#### Set task 1
Please answer these questions from the passage about Halswell:
(a) In what year did Halswell win four running titles in one afternoon?
(b) With which race did Halswell say he would end his career?
(c) Who took away the second copy of the mounted photograph?

#### Excerpted text
Halswell “made history” in Scottish athletics in 1906.   He won four running titles in  one afternoon.   It was freely prophesied that the like would never be seen again.   It has never been attempted, and may stand as a record for all time.   The last time I spoke to Halswell was to commiserate with him on the unseemly proceedings in connection with the Olympic 400 metres race.   The entire circumstances distressed the high-minded military athlete.   He hated the idea that a conspiracy had been engaged in, and he hated still more the fact that the re-run was not taken part in by the American athletes, acting under orders.   The fact was that Halswell cared far more for athletic expression than for results.   It was felt in the battalion that his reputation was being, as it were, traded in by sports promoters.   He said he would end his career with the quarter-mile in the    Scoto-Irish International, and did so.   Someone gave me a copy of  a photograph of Halswell starting in the race.   I had it copied and mounted, and years after EH Liddell took away the second copy as one of many souvenirs of his stay in this country.

#### Data listing
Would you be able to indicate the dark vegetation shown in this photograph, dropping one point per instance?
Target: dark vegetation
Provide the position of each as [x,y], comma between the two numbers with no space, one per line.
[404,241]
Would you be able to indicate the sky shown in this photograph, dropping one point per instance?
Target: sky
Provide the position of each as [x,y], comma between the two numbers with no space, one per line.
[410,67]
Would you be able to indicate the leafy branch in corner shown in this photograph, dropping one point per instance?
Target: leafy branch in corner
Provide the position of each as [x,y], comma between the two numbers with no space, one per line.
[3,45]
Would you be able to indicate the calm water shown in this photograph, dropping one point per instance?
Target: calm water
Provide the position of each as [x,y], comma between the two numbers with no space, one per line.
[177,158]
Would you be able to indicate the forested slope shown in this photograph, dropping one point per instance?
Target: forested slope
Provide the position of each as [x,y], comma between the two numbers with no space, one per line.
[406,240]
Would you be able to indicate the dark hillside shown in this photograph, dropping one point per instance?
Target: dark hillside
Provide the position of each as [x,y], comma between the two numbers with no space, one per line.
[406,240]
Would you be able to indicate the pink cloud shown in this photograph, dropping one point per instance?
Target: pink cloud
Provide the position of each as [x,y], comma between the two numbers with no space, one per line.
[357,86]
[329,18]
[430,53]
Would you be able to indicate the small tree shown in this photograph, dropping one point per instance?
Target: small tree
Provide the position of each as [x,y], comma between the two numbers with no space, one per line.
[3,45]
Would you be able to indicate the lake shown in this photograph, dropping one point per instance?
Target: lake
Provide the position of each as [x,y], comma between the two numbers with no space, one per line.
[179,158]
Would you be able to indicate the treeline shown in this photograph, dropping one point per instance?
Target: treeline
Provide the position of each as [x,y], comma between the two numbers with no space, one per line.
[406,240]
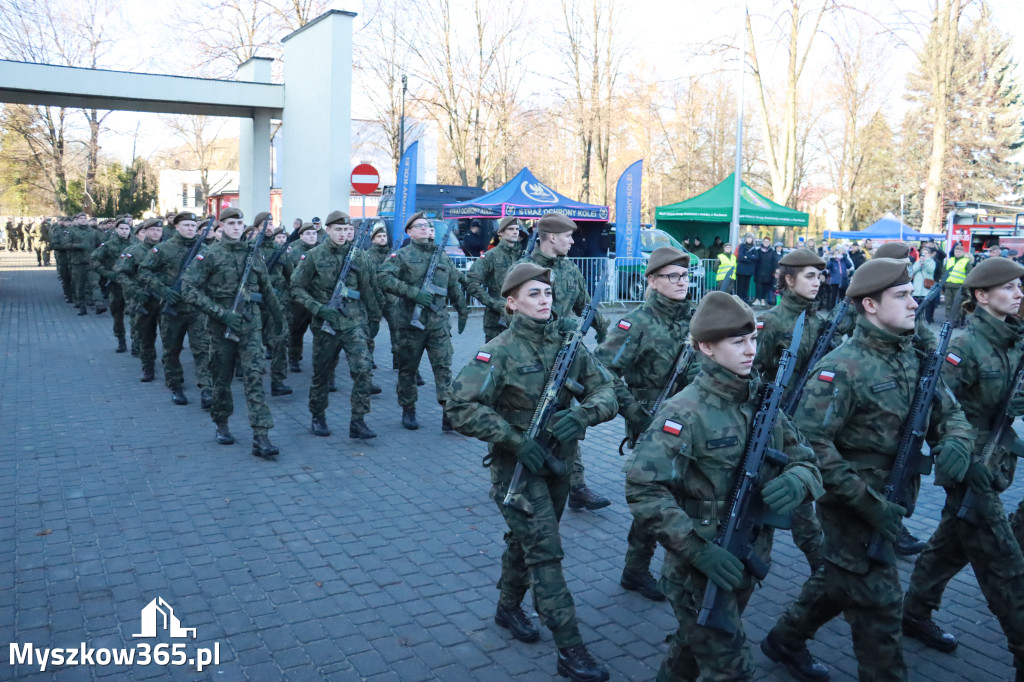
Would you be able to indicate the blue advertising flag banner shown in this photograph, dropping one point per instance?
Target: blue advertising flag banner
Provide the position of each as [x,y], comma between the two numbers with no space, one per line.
[404,193]
[628,213]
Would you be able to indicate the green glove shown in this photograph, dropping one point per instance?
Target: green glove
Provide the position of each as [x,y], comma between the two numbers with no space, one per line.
[953,459]
[720,566]
[423,298]
[567,426]
[783,493]
[885,516]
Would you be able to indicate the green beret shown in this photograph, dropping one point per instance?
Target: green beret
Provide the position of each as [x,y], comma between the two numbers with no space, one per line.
[993,272]
[802,258]
[721,315]
[878,274]
[555,222]
[667,256]
[893,250]
[523,272]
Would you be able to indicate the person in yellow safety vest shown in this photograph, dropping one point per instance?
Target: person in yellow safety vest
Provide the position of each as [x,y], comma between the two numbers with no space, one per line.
[957,266]
[726,272]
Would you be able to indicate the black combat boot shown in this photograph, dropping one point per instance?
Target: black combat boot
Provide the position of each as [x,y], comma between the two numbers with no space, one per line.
[797,659]
[280,389]
[263,448]
[584,498]
[318,427]
[358,429]
[577,664]
[409,419]
[928,633]
[516,622]
[224,436]
[643,583]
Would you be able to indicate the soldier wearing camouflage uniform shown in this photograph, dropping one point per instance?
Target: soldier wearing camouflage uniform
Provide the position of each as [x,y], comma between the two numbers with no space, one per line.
[102,260]
[852,410]
[494,398]
[553,242]
[312,285]
[157,272]
[211,285]
[486,274]
[402,275]
[641,349]
[979,370]
[146,306]
[799,280]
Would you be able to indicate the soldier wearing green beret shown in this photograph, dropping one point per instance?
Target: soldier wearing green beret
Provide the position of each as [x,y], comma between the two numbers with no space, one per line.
[979,370]
[641,349]
[682,472]
[851,413]
[494,398]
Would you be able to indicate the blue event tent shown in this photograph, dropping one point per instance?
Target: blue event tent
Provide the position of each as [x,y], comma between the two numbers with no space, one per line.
[889,227]
[524,197]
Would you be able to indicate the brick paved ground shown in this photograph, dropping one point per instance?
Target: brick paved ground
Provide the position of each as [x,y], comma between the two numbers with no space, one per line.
[343,560]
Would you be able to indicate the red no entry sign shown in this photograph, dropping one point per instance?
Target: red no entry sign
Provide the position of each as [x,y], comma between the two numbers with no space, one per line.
[366,179]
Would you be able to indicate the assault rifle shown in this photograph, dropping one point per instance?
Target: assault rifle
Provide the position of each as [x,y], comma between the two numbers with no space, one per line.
[176,286]
[820,349]
[747,513]
[428,281]
[341,290]
[997,430]
[243,296]
[551,401]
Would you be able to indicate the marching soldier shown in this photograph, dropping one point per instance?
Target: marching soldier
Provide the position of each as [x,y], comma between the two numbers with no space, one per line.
[157,272]
[211,284]
[402,274]
[569,288]
[494,398]
[979,370]
[680,477]
[312,285]
[641,349]
[851,413]
[487,274]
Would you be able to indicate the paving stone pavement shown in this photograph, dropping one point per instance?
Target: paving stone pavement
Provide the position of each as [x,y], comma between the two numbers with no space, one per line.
[342,560]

#### Set task 2
From the listing, print the lines from the one containing "Would you be able to indicate the assault" through the final line of the listing, both included.

#### Result 1
(a) 1906
(b) The quarter-mile in the Scoto-Irish International
(c) EH Liddell

#### Result 2
Would you be able to indicate the assault rifle shown in this photograph, dropping one point per instance?
Target: assault rifle
Provide the position of each as [x,y], comma between the two numbers with no space, one per line.
[176,286]
[820,349]
[747,513]
[428,281]
[341,290]
[997,430]
[243,296]
[551,401]
Would you be able to indicate the marching soldier shown in this photograph, dropping one point per instance?
Target: marching soldier
Provide the position of each as [x,y], comma between the two numbers with no space, one per line.
[157,272]
[211,284]
[402,274]
[569,288]
[494,398]
[979,370]
[680,477]
[312,285]
[641,349]
[851,413]
[487,274]
Would you be able to indicate the paving stone pavement shown in this photograph, dropping one point per instance?
Target: paving stone pavement
Provide the position of each as [x,y], comma between the two numbers with no space, one per line.
[342,560]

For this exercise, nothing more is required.